Stored entries
......

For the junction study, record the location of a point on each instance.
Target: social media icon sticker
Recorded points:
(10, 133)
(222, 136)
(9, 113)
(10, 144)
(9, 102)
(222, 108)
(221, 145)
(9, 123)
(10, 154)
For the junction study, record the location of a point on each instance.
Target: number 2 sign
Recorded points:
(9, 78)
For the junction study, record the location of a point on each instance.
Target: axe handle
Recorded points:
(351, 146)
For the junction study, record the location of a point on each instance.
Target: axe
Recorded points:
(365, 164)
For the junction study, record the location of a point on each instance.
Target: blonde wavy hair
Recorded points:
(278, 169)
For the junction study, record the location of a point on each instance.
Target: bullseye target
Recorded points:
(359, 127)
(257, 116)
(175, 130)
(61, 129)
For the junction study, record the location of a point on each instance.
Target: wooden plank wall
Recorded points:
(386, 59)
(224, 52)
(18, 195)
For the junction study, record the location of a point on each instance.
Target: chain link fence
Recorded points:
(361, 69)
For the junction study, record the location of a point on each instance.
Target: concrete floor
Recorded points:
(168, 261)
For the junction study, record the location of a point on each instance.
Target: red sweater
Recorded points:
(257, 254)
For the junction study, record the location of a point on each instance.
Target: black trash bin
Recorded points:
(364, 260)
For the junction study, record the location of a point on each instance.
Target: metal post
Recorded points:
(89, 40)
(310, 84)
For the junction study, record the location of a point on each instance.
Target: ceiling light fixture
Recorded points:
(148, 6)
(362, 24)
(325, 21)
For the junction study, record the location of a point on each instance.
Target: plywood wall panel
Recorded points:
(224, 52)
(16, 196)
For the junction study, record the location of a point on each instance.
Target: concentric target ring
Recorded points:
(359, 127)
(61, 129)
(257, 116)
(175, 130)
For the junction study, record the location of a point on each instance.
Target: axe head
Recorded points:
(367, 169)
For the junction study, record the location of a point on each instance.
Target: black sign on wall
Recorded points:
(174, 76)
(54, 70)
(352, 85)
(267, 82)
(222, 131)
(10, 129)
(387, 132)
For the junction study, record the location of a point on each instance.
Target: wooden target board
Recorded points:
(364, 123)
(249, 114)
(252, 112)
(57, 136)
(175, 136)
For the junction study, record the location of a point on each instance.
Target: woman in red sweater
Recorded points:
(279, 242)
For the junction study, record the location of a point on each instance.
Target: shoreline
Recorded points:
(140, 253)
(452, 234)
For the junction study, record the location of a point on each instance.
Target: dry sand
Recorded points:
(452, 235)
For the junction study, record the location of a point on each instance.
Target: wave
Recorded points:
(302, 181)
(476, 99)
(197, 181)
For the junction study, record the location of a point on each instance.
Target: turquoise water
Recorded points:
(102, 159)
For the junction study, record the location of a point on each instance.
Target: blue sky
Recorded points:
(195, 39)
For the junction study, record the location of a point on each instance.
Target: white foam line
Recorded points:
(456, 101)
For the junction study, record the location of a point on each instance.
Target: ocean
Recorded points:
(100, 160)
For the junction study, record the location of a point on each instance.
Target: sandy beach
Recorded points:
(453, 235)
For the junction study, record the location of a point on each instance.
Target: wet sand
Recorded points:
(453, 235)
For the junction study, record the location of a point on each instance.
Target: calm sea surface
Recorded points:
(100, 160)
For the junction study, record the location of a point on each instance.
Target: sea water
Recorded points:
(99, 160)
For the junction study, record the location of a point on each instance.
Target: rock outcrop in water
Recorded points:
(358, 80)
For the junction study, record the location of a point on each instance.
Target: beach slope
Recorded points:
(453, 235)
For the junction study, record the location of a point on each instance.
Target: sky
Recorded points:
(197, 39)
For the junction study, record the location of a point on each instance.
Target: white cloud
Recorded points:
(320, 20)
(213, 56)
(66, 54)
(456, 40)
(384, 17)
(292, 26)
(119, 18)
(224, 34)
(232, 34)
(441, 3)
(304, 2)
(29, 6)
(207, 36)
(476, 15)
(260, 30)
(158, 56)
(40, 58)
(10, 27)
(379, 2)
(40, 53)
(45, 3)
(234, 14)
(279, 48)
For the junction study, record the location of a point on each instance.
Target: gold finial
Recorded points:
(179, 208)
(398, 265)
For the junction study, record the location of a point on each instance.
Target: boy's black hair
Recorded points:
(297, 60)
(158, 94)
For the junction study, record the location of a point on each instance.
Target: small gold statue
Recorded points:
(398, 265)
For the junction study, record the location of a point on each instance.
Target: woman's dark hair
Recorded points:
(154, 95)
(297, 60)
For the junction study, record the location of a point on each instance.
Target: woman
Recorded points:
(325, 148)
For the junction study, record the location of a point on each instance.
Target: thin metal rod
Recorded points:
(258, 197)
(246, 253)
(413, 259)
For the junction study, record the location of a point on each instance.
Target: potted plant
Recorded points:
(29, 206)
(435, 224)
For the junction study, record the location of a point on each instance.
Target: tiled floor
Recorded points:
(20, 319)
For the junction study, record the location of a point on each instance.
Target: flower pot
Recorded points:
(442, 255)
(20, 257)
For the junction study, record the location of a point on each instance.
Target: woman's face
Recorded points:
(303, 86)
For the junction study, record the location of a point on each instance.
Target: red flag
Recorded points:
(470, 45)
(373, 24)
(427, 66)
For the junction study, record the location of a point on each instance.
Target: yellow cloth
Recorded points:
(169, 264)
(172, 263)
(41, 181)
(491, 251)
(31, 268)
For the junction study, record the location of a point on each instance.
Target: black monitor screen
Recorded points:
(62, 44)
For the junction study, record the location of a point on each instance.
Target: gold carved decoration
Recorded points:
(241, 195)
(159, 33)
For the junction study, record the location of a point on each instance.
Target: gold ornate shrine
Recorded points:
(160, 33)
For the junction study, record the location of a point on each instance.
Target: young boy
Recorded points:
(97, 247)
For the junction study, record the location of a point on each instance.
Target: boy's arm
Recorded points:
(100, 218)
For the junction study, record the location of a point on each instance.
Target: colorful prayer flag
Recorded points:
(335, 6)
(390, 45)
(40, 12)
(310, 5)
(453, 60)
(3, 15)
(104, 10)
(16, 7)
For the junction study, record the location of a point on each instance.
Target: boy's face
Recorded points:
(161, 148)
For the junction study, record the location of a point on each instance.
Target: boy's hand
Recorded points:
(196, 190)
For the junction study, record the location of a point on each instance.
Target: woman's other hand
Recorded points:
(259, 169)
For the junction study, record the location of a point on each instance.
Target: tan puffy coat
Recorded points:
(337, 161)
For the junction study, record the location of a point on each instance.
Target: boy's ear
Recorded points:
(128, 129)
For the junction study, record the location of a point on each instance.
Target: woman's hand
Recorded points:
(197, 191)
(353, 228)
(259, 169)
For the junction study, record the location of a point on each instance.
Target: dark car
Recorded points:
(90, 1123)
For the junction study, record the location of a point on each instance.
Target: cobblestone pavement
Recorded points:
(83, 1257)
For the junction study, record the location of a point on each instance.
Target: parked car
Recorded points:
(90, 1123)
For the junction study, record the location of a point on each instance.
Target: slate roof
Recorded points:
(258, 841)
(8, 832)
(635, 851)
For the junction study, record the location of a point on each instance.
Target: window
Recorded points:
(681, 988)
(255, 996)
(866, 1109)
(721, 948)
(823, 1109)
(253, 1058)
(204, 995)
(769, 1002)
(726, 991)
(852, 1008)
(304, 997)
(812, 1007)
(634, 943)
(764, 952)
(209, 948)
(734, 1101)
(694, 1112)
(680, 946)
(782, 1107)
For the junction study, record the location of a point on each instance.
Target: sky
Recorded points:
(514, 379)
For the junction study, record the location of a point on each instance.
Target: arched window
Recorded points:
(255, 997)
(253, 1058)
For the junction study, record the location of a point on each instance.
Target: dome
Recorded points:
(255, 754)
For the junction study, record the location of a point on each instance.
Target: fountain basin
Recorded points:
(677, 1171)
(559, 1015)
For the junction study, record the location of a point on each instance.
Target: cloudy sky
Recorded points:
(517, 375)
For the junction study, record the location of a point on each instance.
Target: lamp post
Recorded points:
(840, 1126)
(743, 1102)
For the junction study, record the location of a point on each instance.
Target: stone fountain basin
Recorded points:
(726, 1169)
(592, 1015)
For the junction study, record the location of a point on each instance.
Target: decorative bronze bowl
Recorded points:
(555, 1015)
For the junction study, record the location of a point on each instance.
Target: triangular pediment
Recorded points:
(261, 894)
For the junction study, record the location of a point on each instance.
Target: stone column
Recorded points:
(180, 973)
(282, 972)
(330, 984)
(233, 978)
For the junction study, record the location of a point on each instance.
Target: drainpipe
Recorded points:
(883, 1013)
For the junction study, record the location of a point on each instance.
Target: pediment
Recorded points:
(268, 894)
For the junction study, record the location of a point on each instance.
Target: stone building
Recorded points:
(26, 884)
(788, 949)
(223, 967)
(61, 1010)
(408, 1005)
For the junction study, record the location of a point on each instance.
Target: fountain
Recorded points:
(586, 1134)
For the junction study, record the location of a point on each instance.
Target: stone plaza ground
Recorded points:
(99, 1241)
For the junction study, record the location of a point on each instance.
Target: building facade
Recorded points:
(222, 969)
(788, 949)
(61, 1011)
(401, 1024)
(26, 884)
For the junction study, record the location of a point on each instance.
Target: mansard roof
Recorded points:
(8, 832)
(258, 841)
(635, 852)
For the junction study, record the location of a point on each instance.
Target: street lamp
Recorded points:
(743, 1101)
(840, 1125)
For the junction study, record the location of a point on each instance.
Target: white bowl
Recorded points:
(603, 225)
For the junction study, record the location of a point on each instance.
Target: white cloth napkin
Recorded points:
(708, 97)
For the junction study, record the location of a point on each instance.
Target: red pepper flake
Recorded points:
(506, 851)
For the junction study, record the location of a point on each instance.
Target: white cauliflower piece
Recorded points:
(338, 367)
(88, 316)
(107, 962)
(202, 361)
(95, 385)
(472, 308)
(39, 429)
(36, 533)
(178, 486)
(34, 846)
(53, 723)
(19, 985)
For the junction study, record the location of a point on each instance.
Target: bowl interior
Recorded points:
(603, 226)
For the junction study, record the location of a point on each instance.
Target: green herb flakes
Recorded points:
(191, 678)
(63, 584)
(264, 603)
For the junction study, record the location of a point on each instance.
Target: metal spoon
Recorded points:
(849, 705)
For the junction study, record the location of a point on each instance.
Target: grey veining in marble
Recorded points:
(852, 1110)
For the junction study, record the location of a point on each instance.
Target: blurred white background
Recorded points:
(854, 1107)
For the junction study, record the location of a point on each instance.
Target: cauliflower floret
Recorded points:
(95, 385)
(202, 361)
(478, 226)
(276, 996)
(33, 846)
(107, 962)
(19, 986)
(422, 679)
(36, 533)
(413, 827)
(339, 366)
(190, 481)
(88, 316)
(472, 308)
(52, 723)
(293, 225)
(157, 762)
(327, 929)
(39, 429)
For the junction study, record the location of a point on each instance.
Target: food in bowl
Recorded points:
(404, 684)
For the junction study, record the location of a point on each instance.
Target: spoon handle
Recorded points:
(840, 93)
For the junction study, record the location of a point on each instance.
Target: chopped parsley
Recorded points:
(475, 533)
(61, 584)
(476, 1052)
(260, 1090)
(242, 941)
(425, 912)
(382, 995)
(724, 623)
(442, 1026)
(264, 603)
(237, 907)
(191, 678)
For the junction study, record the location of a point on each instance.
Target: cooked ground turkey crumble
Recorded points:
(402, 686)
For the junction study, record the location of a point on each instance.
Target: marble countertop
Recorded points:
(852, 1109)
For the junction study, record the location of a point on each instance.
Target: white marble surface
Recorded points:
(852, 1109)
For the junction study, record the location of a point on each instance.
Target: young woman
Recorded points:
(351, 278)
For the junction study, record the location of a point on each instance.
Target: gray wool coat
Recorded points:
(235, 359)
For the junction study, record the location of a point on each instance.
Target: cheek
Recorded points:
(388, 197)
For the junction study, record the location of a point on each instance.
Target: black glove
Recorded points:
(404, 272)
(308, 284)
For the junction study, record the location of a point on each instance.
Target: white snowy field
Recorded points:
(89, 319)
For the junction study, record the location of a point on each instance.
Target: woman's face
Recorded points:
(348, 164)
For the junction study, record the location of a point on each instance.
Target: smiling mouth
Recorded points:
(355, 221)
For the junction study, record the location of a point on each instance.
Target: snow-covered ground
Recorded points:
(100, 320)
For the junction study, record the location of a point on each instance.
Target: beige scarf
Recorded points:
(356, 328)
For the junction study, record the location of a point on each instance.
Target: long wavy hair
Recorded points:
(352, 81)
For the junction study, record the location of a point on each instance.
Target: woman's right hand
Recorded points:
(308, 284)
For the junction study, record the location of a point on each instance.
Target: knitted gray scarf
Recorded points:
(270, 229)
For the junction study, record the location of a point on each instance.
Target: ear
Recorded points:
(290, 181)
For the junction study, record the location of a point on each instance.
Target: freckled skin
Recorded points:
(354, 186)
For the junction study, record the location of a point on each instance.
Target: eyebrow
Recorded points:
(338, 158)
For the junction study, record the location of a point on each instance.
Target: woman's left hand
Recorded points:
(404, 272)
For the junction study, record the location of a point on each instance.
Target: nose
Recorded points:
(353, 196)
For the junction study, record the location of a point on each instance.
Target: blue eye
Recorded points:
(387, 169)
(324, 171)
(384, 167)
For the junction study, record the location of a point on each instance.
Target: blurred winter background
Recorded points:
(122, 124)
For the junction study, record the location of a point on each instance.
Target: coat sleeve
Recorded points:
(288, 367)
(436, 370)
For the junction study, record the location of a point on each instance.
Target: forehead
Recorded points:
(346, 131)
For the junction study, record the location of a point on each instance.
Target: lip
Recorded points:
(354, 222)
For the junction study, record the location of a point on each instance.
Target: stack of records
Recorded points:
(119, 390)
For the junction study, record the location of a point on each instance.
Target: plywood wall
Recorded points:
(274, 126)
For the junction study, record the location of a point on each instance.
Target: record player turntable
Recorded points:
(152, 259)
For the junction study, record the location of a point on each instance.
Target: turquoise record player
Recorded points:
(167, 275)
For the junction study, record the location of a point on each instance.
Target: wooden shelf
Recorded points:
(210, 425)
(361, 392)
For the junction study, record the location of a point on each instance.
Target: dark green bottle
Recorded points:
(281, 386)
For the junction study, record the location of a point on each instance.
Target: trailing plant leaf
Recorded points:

......

> [YOUR INSTRUCTIONS]
Only one thing belongs in the answer: the number of lines of the data that contain the string "wooden".

> [WRITTEN RESPONSE]
3